### REQUIREMENTS
Edit the lines from the one containing "find swimming pool" through the last line, changing "swimming pool" to "pool" and leaving everything else unchanged. Return only those lines.

Data extracted from a collection:
◇ ◇ ◇ ◇ ◇

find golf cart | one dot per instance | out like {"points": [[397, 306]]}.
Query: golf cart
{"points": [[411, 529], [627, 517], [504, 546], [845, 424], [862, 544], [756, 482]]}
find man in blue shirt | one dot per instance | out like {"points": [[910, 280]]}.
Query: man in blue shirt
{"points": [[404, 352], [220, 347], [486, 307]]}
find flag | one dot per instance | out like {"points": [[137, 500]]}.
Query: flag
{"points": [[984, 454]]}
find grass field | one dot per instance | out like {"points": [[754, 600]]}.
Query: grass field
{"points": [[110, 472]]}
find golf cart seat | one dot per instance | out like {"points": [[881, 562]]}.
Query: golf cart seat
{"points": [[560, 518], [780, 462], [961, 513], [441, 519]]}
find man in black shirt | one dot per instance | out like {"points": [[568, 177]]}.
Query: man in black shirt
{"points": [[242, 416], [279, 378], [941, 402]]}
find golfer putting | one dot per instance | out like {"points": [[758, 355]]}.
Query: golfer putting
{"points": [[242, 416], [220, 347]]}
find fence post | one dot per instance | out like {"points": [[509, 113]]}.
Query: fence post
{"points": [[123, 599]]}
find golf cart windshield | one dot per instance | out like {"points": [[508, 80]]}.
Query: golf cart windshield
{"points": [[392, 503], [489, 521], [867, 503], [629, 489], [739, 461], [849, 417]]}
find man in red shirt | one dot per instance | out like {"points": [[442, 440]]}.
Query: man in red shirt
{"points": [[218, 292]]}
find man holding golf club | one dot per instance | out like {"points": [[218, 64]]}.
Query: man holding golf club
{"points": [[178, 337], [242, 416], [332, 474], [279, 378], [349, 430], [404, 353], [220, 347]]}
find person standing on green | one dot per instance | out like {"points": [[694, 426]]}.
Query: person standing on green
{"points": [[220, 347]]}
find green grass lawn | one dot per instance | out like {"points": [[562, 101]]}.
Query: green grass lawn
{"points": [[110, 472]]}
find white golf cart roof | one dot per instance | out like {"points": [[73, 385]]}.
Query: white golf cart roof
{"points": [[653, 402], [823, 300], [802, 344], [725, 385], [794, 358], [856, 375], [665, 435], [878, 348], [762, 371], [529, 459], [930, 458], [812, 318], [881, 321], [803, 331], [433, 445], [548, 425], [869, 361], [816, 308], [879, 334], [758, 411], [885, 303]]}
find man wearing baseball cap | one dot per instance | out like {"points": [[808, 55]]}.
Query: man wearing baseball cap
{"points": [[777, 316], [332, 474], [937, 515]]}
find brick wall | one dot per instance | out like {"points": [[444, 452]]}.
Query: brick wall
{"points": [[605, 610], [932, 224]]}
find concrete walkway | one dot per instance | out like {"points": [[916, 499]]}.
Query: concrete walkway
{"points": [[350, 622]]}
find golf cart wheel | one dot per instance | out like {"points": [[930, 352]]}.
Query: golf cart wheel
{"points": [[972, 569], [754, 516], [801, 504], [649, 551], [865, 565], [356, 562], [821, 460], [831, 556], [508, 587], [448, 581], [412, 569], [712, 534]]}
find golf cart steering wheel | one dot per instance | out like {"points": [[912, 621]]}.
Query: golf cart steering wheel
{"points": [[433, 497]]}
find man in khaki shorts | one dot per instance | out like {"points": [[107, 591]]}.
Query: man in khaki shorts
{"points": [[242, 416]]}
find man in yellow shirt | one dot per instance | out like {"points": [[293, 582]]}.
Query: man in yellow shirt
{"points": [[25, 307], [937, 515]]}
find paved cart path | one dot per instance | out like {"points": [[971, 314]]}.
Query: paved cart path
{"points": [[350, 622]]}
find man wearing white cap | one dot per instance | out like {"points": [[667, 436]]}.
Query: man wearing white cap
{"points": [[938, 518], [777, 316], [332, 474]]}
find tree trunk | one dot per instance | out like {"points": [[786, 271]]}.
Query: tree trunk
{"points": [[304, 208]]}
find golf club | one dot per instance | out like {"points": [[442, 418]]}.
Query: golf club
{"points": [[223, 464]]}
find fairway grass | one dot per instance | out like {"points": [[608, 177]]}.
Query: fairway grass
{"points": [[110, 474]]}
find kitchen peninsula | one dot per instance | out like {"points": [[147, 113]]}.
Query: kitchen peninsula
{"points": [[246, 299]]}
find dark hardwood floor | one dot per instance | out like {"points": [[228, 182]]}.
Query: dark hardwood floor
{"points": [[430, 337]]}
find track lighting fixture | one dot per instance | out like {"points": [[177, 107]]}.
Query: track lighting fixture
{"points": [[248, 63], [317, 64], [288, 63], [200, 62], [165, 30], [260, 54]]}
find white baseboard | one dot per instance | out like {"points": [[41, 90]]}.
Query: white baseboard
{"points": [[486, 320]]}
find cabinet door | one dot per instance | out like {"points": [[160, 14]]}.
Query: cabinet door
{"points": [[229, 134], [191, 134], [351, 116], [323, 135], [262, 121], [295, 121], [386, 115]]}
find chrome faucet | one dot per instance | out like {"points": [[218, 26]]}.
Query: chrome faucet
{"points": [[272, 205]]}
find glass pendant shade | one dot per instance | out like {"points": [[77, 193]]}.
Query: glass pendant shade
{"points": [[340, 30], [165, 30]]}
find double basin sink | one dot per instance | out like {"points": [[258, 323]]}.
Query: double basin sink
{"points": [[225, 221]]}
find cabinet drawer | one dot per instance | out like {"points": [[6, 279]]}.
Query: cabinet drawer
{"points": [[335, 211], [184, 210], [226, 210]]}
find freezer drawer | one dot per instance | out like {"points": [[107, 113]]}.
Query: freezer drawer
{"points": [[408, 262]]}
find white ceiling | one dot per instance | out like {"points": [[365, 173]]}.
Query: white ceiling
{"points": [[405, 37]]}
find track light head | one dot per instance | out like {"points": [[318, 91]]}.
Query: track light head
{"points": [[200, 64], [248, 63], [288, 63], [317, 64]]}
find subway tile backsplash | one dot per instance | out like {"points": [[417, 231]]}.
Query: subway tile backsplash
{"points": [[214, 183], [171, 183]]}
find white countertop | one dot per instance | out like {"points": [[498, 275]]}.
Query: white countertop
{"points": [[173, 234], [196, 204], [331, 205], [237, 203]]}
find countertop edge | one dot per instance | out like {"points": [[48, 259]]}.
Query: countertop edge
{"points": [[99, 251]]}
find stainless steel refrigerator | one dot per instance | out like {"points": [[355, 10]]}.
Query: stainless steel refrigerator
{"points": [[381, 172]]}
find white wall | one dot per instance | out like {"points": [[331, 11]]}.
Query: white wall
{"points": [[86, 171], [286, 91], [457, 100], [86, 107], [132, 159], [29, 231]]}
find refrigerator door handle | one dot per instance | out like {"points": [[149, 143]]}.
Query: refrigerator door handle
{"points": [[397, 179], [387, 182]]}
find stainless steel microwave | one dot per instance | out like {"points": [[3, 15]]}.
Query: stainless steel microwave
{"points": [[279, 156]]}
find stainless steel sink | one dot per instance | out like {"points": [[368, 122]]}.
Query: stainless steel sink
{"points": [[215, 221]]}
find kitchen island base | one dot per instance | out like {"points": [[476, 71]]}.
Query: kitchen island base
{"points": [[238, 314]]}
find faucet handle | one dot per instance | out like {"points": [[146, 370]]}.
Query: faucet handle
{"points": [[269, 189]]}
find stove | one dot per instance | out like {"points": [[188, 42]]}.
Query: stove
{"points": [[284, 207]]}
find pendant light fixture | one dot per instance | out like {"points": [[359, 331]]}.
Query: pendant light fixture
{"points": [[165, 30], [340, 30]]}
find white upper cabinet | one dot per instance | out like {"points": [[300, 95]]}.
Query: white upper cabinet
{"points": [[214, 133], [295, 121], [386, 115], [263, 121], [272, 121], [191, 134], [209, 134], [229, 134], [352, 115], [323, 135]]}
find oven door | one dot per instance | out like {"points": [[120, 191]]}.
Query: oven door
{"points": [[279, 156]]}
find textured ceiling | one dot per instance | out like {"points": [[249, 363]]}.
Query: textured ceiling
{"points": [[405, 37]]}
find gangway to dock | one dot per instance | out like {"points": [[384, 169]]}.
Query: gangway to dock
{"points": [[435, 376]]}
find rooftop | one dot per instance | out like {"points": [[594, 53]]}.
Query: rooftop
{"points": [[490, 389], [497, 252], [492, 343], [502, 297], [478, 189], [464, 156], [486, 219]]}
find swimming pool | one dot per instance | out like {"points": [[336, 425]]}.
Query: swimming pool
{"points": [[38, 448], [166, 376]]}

◇ ◇ ◇ ◇ ◇

### WRITTEN ANSWER
find pool | one dot per instance | out like {"points": [[336, 425]]}.
Query: pool
{"points": [[38, 448], [166, 376]]}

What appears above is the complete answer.